[Saved entries]

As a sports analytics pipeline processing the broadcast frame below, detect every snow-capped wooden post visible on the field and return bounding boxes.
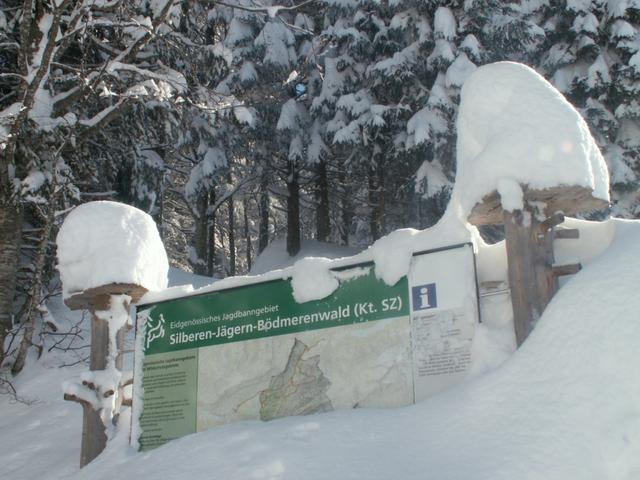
[57,202,168,467]
[468,185,608,346]
[455,62,611,346]
[64,284,147,467]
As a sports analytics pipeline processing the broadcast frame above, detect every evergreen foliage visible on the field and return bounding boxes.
[1,0,639,371]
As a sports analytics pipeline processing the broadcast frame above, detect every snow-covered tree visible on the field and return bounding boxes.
[0,0,230,369]
[541,0,640,217]
[209,0,324,256]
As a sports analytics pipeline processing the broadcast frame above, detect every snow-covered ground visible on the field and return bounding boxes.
[89,216,640,480]
[1,216,639,479]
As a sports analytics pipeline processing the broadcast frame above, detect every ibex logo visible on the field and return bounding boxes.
[146,314,166,349]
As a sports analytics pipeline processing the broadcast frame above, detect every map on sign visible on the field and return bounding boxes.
[134,244,479,450]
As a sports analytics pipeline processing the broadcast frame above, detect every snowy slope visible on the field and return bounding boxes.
[168,267,216,289]
[0,359,83,479]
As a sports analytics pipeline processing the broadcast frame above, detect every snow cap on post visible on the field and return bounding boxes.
[452,62,610,224]
[57,201,168,307]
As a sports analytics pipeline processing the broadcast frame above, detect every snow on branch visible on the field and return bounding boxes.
[106,62,187,93]
[210,0,319,16]
[52,0,177,116]
[60,20,153,42]
[76,97,134,142]
[121,0,175,62]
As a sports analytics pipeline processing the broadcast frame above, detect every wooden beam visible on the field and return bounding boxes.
[540,213,564,232]
[469,185,609,226]
[64,393,91,406]
[552,263,582,276]
[64,283,147,311]
[69,293,135,468]
[479,280,506,290]
[80,403,108,468]
[554,228,580,239]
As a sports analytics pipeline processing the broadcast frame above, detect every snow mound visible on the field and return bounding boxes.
[56,201,168,298]
[290,257,339,303]
[453,61,610,216]
[73,219,640,480]
[250,239,362,275]
[168,267,216,289]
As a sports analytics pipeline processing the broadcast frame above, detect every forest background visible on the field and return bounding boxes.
[0,0,638,377]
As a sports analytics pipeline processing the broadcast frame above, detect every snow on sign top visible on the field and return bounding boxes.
[453,61,610,220]
[56,201,168,299]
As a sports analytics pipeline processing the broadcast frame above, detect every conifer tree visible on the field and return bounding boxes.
[541,0,640,217]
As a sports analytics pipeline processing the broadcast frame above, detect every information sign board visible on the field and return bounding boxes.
[134,243,479,450]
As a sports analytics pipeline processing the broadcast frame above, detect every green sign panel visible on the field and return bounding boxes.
[134,245,479,451]
[141,268,409,356]
[138,351,198,450]
[136,265,410,450]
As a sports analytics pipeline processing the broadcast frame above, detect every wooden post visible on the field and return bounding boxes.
[64,283,147,467]
[80,310,110,468]
[503,209,559,346]
[469,184,604,347]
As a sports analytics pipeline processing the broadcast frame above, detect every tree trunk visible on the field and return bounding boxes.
[316,159,330,242]
[377,159,386,235]
[368,165,379,241]
[286,160,301,256]
[228,194,236,276]
[258,174,269,254]
[157,181,165,241]
[243,197,252,272]
[207,190,216,277]
[338,156,351,245]
[12,195,56,375]
[218,221,226,272]
[191,193,208,275]
[0,201,22,363]
[3,0,68,165]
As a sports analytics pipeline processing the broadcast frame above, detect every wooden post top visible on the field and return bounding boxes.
[468,184,609,226]
[64,283,148,311]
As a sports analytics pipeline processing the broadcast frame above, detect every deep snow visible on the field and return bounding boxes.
[90,220,640,480]
[2,217,639,480]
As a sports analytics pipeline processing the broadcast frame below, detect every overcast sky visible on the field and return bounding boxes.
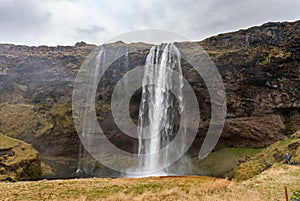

> ACTIVITY:
Copy all the lines of data exactly as they appear, dropping any images.

> TASK SOLUTION:
As a sports analytics pipeline processing the broadcast frame below, detect every snow-capped wooden post visible on the field and return bounding boxes.
[57,202,168,467]
[468,185,608,346]
[455,62,611,346]
[64,284,147,467]
As a sports analytics pipeline processing the broadcast frame above, detect every evergreen foliage visible on the field and return bounding boxes.
[1,0,639,371]
As a sports analytics pipeline processing the broadcast frame above, detect every snow-covered tree visible on the field and return bounding boxes.
[0,0,230,369]
[541,0,640,217]
[209,0,324,256]
As a sports analytics pipeline processing the broadcast frame above, detect every snow-covered ground visible on the field and return bounding boxes.
[89,216,640,480]
[1,216,639,479]
As a sports analytics pipeline processing the broadcast frame above, detect every ibex logo visible on the field and return bounding boxes.
[146,314,166,349]
As a sports analytics pipeline processing the broadcast frame above, detect every map on sign visible on the field and return bounding boxes.
[134,244,479,450]
As a sports analytics pipeline processing the broadcast frame above, detect every snowy slope visible on the field and return bounding boxes.
[168,267,216,289]
[0,359,83,479]
As a sports analytics pipeline processing the broadcast frame above, detect every snow cap on post visible on the field and return bounding boxes.
[452,62,610,224]
[57,201,168,307]
As a sports analytics pipeline processing the broadcast frame above, detect every snow on branch visible on the field and return bounding boxes.
[106,62,187,93]
[210,0,319,16]
[52,0,177,116]
[60,20,153,42]
[76,97,134,142]
[121,0,175,62]
As a sports analytics pipeline processing the broadcast frame above, detect every wooden beam visible on the field and return bounding boxes.
[540,213,564,232]
[469,185,609,226]
[64,393,91,406]
[552,263,582,276]
[64,283,147,311]
[69,293,135,468]
[479,280,506,290]
[80,403,108,468]
[554,228,580,239]
As a sports analytics pipeline processing the broadcast frame above, detect every snow mound visible on the field and return bounding boxes.
[56,201,168,298]
[290,257,339,303]
[453,61,610,216]
[73,219,640,480]
[250,239,362,275]
[168,267,216,289]
As a sports analytics pipeline processing the broadcast frame above, detect every forest background visible on the field and return bounding boxes.
[0,0,638,377]
As a sports analytics pipeline processing the broadcast frame above, detect every snow on sign top visible on the field and return bounding boxes.
[453,61,610,220]
[56,201,168,299]
As a sports analytics pipeline processing the broadcast frame above, detect every conifer tree visible on the field and return bounding boxes.
[541,0,640,217]
As a sports analytics pipeline processing the broadcast frame above, detect every information sign board visible on the field and return bounding boxes.
[134,243,479,450]
As a sports analytics pipeline processing the broadcast frame above, detect every green sign panel visible on the field and return bounding boxes.
[134,245,479,451]
[141,268,409,356]
[138,351,198,450]
[136,265,410,450]
As a sports analytics pipeline processing the broadcast frame above, detect every wooden post visible on the field and return bounding boxes.
[64,283,147,467]
[80,310,110,468]
[503,209,559,346]
[469,184,604,347]
As a sports analytics pipeline processing the broadcast frame above, detect every tree trunk visible on the field and return bounding boxes.
[316,159,330,242]
[377,159,386,235]
[368,165,379,241]
[286,160,301,256]
[228,194,236,276]
[258,174,269,254]
[157,181,165,241]
[243,197,252,272]
[207,190,216,277]
[338,156,351,245]
[12,195,56,375]
[218,221,226,272]
[191,193,208,275]
[0,201,22,363]
[3,0,68,165]
As a sports analytics pipeline processing the broadcast frame above, detect every wooden post top visible on the field and return bounding boxes.
[468,184,609,226]
[64,283,148,311]
As a sports analytics pipeline processing the broadcast frame above, detect every deep snow visible on the field and return bounding boxes.
[90,220,640,480]
[2,217,639,480]
As a sports analytics pipeline processing the broadcast frame below, detect every overcast sky visible on the field and return bounding boxes.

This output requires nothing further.